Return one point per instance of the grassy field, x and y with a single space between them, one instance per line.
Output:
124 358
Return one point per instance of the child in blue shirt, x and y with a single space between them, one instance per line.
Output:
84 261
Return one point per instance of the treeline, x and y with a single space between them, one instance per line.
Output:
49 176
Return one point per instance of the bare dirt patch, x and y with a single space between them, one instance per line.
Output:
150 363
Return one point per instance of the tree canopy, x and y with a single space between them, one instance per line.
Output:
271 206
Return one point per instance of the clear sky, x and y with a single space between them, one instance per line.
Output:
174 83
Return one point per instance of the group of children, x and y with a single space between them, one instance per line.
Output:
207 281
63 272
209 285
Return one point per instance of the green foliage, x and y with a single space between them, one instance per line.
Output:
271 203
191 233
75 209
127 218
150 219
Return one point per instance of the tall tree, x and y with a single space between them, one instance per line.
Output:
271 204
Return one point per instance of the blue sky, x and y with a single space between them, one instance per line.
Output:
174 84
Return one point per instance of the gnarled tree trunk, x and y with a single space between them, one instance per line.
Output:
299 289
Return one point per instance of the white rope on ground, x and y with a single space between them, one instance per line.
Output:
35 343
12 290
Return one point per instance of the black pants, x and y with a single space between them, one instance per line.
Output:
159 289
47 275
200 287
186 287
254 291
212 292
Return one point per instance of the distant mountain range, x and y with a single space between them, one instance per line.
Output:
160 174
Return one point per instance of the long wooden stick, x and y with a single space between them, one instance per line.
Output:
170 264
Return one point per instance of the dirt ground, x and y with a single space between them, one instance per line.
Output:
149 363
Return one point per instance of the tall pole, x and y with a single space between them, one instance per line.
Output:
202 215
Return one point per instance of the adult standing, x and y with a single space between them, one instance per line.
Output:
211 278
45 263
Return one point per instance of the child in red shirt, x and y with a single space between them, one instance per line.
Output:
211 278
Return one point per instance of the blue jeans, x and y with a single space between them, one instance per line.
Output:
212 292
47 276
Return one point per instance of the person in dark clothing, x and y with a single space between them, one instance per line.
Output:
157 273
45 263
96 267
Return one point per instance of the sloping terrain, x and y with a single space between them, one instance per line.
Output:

◆ TASK BRIEF
Present all of the lines above as a numbered list, leaving out any blank lines.

◆ WRITTEN SOLUTION
1. Return one point per instance of the grassy field, x and y with a single space between them, one instance per line.
2. Output:
3. 124 358
4. Return one point per instance of the child in blue shirt, x and y with a single space between them, one instance per line.
5. Output:
6. 84 261
7. Return one point per instance of the treeline, x and y with a single space between them, one instance per line.
8. Output:
9. 49 176
10. Return one point per instance of the bare dirt patch, x and y with a single space between them, one instance per line.
11. Output:
12. 150 363
13. Return one point per instance of the tree canopy, x and y with a single space between them, one instance per line.
14. Output:
15. 271 206
16. Return one point per instance of the clear sky, x and y with a single space between them, one instance per line.
17. Output:
18. 174 83
19. Return one point per instance of the group of children, x and y with a single space between them, one instance per line.
20. Output:
21. 207 281
22. 63 272
23. 209 285
24. Return one point per instance of the green foliage, x and y with a single space between them, one instance per line.
25. Output:
26. 271 203
27. 191 233
28. 75 209
29. 127 218
30. 150 219
31. Return one point per instance of the tall tree, x and y with a single space between them, one instance per line.
32. Output:
33. 271 204
34. Return one point per instance of the blue sky, x and y with a single space between them, one instance per line.
35. Output:
36. 174 84
37. Return one point per instance of the gnarled tree trunk, x and y with a single space between them, one instance per line.
38. Output:
39. 299 289
40. Return one point per instance of the white rope on ground, x and y with a single space between them, one instance per line.
41. Output:
42. 35 343
43. 12 290
44. Return one point per instance of the black pants, x and y with a single space between them, one instance per line.
45. Output:
46. 159 289
47. 47 275
48. 200 287
49. 186 287
50. 254 291
51. 212 292
52. Return one point per instance of the distant mountain range, x and y with a single space between them, one instance per line.
53. Output:
54. 160 174
55. Return one point per instance of the long wooden stick, x and y with a single space between them, one instance per line.
56. Output:
57. 170 264
58. Return one point per instance of the dirt ground, x and y with a single space between them, one instance per line.
59. Output:
60. 149 363
61. Return one point per instance of the tall pole, x and y with a single space between them, one instance per line.
62. Output:
63. 202 215
64. Return one point per instance of the adult standing, x and y with a single space between them, one instance per line.
65. Output:
66. 211 278
67. 45 263
68. Return one point per instance of the child in red shirt, x and y with a single space between them, one instance per line.
69. Output:
70. 211 278
71. Return one point per instance of the blue jeans, x and y with a single space between them, one instance per line.
72. Output:
73. 212 292
74. 47 276
75. Return one point per instance of the person in dark clothing, x and y with a single space between them, one instance per line.
76. Output:
77. 157 273
78. 45 263
79. 96 267
80. Return one point per instance of the sloping terrain, x and y with a single space between them, one instance per line.
81. Output:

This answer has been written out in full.